[Exercise objective] Every line of the data, first to last, must be written out unchanged.

[Dataset records]
- Opening Delimiter -

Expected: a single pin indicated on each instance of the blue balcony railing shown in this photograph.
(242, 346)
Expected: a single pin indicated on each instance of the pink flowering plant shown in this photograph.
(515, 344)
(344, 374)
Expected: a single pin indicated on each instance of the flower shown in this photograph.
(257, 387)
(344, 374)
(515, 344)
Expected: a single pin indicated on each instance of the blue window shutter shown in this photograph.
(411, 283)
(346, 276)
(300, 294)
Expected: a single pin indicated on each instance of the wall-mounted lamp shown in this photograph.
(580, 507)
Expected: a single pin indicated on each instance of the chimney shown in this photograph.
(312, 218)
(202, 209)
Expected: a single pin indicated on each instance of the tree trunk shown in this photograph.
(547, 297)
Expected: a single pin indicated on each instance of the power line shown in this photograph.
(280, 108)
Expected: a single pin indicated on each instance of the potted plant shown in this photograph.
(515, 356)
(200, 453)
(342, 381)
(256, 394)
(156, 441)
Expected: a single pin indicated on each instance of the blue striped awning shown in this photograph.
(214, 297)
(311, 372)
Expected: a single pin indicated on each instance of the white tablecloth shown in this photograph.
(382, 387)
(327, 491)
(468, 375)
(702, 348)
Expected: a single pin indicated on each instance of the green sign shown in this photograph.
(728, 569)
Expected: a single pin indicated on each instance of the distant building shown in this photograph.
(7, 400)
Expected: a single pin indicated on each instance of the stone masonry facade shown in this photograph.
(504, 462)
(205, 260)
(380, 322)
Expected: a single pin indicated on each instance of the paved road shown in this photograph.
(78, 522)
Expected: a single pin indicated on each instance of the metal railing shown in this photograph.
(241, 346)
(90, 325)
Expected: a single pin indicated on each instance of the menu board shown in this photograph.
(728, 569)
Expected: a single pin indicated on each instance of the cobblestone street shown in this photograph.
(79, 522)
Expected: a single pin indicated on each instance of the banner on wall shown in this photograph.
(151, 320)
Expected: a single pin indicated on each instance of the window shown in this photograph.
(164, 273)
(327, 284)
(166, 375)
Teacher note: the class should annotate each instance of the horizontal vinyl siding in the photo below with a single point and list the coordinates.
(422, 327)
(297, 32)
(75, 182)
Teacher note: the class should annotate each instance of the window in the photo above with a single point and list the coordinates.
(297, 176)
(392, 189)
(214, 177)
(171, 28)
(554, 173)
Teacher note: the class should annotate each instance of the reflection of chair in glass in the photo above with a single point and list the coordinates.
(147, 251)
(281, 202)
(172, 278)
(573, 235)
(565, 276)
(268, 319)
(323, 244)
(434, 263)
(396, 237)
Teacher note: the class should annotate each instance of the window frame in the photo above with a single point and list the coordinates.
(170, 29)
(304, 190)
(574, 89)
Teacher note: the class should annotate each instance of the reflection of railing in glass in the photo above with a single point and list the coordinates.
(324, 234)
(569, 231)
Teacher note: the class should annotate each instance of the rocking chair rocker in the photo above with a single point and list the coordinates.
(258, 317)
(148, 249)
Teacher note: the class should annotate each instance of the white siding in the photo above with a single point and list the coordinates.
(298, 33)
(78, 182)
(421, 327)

- Closing Delimiter -

[Exercise output]
Expected: a single pin indicated on each instance of the blue balcony railing shown in this photograph.
(242, 346)
Expected: a single pin indicated on each instance of the pink flowering plant shown in this photograph.
(515, 344)
(344, 374)
Expected: a single pin indicated on each instance of the flower shown in this photograph.
(257, 387)
(344, 374)
(515, 344)
Expected: a single pin indicated on each instance of the blue window shutter shown in this photograph.
(411, 283)
(346, 276)
(300, 294)
Expected: a single pin indicated on each instance of the wall-mounted lamp shown in this photograph.
(580, 507)
Expected: a single pin indicated on each instance of the chimney shown in this photograph.
(312, 218)
(202, 209)
Expected: a single pin indicated on each instance of the tree trunk shown in this photograph.
(547, 297)
Expected: a single pin indicated on each instance of the power line shown in this photograph.
(280, 108)
Expected: a single pin indicated on each instance of the potted plant shown in this photograph.
(515, 356)
(200, 453)
(342, 381)
(256, 394)
(156, 441)
Expected: a single pin indicated on each instance of the blue striped awning shown in this photograph.
(214, 297)
(311, 372)
Expected: a single pin indicated on each instance of the white tablecloth shown in this photograph.
(382, 387)
(327, 491)
(468, 375)
(702, 348)
Expected: a single pin indicated on each instance of the green sign shown in this photograph.
(728, 569)
Expected: a single pin indicated on each instance of the distant building shown in this photograph.
(7, 400)
Expected: a single pin indicated on each instance of the stone masonry facade shown in this photograph.
(504, 462)
(205, 260)
(380, 322)
Expected: a single pin indicated on each instance of the paved road shown in this photograph.
(78, 522)
Expected: a single pin indicated on each instance of the metal railing shown in this photograph.
(241, 346)
(90, 325)
Expected: a single pin indicated on each instance of the menu board shown in this photograph.
(728, 569)
Expected: a single pin indicated on each instance of the cobblestone street shown in this photograph.
(79, 522)
Expected: a single pin indicated on each instance of the banner on wall shown in this photograph.
(151, 320)
Expected: a single pin indicated on each instance of the window shown in this photograph.
(164, 273)
(327, 284)
(166, 375)
Teacher note: the class should annotate each instance of the horizontal vinyl siding in the photo below with a single point and list the coordinates.
(422, 327)
(297, 32)
(75, 182)
Teacher note: the class should annotate each instance of the window in the photo above with a single point and list the coordinates.
(297, 176)
(392, 189)
(214, 177)
(171, 28)
(554, 173)
Teacher note: the class should annotate each instance of the reflection of chair in glass in the photo above with a single point and list the coordinates.
(147, 251)
(281, 202)
(172, 278)
(573, 235)
(565, 276)
(268, 319)
(323, 244)
(434, 263)
(396, 237)
Teacher note: the class should annotate each instance of the window frame in the photo above with a single point and list the coordinates.
(170, 29)
(304, 190)
(574, 89)
Teacher note: the class should annotate each instance of the reflection of railing in glass in the photo above with a single point and list the coordinates.
(324, 234)
(569, 231)
Teacher note: the class should annotate each instance of the rocking chair rocker in the photo above with a single point and list the coordinates.
(258, 317)
(148, 249)
Teacher note: the class should annotate each instance of the white siding in the photo above with a single point and list the coordinates.
(298, 33)
(78, 182)
(421, 327)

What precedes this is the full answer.